**Requirements**
1. Update the forum thread about Moodle performance by giving again the part that opens with the words containing "by Danny Wahl" and closes with "setting up MAMP.", with "MBP" changed to "MacBook Pro".
2. Retype all of the records line for line, with no changes.

Re: Advice on optimising php/db code in moodle2+

by Stuart Lamour -
Picture of Plugin developers

thanks again Ian,

as stated i'm good with optimising a system to run moodle, just after some help with understanding what all that php 'stuff' and db queries are about.

cheers

stuart

In reply to Ian McNaught

Re: Advice on optimising php/db code in moodle2+

by Andrew Lyons -
Picture of Core developers Picture of Moodle HQ Picture of Particularly helpful Moodlers Picture of Peer reviewers Picture of Plugin developers Picture of Testers

Thanks Ian, I agree entirely,

Another thing to note is that the level, depth, and breadth of the capabilities in Moodle far exceeds Joomla, Wordpress, or any other similar systems. I would imagine that this is one source of bottlenecking in Moodle.

As Ian says, they're incomparable systems.

Andrew

In reply to Stuart Lamour

Re: Advice on optimising php/db code in moodle2+

by Danny Wahl -

Hi Stuart,

I've been doing dev locally on my MBP for years now and I've always said "forget that noise" to the Moodle "guidelines" for setting up MAMP.

I use the native Apache, native PHP, and native (now) PostgreSQL databases.  I've found the switch in OS X from MySQL to Postgres to increase speed a bit.

**Provided records**
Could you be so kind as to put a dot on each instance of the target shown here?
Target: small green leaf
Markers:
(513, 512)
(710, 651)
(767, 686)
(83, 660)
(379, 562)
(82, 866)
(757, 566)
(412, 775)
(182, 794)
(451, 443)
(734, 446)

**Replies**
1.
by Danny Wahl -

Hi Stuart,

I've been doing dev locally on my MacBook Pro for years now and I've always said "forget that noise" to the Moodle "guidelines" for setting up MAMP.

2.
Could you be so kind as to put a dot on each instance of the target shown here?
Target: small green leaf
Markers:
(513, 512)
(710, 651)
(767, 686)
(83, 660)
(379, 562)
(82, 866)
(757, 566)
(412, 775)
(182, 794)
(451, 443)
(734, 446)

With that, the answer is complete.